■ **WHAT THE TASK ASKS**: Nothing but the lines from the line with "helmet with a single point per instance." through the end of the data is to be copied, and each is to be copied exactly.
***** GIVEN ENTRIES *****
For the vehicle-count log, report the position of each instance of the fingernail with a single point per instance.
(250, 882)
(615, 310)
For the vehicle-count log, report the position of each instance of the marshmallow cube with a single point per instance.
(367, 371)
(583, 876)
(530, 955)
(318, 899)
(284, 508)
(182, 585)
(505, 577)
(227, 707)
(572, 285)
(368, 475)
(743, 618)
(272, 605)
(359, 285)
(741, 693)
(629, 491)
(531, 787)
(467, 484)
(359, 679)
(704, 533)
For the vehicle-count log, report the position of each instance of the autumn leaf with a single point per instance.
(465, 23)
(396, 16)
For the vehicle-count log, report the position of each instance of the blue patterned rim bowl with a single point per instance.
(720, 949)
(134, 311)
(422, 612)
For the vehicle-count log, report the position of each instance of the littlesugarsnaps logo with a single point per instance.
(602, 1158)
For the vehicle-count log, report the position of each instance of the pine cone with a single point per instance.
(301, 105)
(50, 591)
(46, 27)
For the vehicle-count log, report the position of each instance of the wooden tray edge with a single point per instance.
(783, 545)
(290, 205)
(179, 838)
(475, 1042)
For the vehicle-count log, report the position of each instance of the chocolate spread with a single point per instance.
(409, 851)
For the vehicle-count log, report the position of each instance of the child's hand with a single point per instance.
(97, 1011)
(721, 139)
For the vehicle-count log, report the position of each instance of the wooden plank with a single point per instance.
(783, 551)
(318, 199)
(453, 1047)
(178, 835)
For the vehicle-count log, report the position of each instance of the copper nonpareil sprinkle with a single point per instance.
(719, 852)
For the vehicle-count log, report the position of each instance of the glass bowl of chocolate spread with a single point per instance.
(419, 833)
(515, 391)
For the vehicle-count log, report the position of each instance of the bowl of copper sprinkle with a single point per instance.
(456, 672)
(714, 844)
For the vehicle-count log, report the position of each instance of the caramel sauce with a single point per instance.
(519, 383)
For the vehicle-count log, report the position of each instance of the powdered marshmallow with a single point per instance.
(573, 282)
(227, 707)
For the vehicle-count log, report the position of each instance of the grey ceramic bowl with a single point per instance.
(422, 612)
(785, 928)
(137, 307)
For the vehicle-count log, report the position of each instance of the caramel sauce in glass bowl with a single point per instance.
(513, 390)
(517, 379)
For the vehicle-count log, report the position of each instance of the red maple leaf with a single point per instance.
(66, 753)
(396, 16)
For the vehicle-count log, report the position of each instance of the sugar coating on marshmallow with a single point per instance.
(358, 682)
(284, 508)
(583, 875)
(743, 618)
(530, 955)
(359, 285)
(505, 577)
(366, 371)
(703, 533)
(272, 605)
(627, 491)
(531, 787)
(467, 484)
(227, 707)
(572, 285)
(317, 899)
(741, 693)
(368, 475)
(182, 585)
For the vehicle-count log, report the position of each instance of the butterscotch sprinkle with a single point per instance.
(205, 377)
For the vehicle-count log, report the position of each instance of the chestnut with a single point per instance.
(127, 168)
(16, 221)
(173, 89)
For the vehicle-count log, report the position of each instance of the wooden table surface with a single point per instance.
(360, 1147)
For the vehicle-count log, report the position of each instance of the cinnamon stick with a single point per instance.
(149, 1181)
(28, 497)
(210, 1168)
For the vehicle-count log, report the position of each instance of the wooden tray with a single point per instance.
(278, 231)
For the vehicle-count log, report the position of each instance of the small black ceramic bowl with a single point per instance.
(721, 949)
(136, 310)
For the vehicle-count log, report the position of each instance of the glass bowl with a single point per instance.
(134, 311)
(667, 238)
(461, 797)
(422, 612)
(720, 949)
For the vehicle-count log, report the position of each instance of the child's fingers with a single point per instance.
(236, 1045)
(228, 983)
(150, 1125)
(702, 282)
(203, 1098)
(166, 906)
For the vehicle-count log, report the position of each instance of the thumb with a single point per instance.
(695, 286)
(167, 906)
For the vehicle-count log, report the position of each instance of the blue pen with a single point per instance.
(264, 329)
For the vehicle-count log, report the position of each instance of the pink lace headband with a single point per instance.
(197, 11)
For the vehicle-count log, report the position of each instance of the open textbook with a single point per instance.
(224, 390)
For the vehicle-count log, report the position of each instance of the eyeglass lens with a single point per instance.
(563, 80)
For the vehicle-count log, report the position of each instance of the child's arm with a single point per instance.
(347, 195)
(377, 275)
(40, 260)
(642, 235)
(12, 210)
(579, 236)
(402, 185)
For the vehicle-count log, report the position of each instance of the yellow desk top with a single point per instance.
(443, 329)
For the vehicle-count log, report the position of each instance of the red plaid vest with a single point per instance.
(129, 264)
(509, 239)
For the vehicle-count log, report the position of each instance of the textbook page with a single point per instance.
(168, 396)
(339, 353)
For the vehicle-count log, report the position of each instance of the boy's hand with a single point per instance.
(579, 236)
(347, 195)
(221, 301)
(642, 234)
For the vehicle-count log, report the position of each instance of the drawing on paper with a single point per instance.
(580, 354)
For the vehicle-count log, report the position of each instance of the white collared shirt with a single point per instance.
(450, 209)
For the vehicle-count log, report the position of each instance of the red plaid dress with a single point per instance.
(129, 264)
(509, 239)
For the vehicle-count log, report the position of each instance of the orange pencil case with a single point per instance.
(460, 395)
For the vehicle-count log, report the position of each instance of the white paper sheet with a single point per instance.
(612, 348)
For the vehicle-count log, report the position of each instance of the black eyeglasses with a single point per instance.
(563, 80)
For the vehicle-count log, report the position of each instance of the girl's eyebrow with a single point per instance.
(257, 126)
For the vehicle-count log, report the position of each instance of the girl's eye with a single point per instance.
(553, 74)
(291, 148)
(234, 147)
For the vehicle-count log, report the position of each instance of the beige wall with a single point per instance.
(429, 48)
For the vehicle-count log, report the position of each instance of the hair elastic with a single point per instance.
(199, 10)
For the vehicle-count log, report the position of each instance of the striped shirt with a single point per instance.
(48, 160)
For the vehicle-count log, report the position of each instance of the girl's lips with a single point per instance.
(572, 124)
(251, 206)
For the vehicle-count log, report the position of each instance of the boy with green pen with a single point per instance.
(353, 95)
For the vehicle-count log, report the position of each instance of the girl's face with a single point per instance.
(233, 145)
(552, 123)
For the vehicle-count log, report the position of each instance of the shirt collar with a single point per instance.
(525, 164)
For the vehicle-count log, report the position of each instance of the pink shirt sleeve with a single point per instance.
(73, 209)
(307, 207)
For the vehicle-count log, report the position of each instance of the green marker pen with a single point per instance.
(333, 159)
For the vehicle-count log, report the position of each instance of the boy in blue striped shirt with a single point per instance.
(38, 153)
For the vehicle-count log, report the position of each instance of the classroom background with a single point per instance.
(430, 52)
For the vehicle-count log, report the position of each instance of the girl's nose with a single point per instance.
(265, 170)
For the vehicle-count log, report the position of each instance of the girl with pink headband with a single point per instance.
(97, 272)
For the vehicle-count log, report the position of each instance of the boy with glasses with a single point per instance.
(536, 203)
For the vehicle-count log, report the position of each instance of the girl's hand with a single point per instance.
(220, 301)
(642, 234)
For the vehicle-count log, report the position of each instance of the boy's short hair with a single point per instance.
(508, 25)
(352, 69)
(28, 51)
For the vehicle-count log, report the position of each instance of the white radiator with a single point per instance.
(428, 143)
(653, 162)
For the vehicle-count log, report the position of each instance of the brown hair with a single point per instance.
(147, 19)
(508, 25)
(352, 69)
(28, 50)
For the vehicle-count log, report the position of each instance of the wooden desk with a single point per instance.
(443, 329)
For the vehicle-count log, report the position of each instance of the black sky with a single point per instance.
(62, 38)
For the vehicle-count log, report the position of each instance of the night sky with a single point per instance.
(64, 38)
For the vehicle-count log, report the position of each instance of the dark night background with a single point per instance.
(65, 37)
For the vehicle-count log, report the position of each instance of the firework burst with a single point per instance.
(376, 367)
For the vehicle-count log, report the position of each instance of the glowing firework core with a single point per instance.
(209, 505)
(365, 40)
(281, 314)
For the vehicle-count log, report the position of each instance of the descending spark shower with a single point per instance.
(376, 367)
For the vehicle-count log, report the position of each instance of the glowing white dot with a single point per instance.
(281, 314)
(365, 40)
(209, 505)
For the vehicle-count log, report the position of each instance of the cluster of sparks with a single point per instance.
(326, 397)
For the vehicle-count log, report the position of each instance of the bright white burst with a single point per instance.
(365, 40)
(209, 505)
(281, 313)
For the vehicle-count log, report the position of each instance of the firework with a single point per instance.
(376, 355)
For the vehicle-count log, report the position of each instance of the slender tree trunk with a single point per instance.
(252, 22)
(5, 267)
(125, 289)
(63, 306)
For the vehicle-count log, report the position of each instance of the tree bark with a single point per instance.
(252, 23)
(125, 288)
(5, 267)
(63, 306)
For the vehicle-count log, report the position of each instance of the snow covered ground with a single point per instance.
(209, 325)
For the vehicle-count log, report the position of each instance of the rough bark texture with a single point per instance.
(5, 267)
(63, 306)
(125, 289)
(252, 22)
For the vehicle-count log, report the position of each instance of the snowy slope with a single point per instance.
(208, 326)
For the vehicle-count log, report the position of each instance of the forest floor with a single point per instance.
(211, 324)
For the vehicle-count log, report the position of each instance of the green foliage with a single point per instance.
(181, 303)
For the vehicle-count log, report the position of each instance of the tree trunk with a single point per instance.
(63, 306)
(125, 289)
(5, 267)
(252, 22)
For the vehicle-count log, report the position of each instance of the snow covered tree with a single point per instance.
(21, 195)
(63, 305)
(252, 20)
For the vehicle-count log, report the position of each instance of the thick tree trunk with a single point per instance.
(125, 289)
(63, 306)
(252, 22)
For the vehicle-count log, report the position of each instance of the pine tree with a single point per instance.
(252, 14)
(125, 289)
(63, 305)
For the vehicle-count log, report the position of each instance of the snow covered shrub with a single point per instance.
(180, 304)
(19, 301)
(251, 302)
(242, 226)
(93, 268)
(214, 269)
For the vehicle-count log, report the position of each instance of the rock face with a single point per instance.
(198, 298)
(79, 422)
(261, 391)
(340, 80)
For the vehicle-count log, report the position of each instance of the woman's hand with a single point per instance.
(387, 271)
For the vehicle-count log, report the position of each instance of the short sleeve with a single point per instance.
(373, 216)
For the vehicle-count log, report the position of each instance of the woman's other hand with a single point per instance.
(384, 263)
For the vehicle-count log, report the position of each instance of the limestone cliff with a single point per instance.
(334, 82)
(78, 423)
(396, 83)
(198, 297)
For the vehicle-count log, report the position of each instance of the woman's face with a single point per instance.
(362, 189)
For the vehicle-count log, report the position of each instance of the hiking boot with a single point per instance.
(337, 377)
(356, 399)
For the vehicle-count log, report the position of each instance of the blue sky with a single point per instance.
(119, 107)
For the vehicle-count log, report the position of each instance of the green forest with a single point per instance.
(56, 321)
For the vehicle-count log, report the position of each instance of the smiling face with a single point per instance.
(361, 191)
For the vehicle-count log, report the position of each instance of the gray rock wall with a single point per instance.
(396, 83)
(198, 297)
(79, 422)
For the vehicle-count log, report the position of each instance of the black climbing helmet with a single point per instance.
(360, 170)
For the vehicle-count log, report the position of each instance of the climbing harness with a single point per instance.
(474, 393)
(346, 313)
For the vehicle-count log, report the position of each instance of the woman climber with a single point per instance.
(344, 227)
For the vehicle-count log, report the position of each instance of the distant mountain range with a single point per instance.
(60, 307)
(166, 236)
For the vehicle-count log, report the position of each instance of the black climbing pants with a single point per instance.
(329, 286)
*****
■ **REPLY**:
For the vehicle-count log, report the position of each instance of the black climbing helmet with a single point per instance.
(360, 170)
For the vehicle-count log, report the position of each instance of the climbing harness with a single point per instance.
(474, 393)
(346, 313)
For the vehicle-count log, report the position of each instance of the woman climber with a single point per instance.
(344, 227)
For the vehicle-count log, report the position of each instance of the distant mountain range with a single point per instance.
(60, 307)
(166, 236)
For the vehicle-count log, report the position of each instance of the black climbing pants with a single point per instance.
(329, 286)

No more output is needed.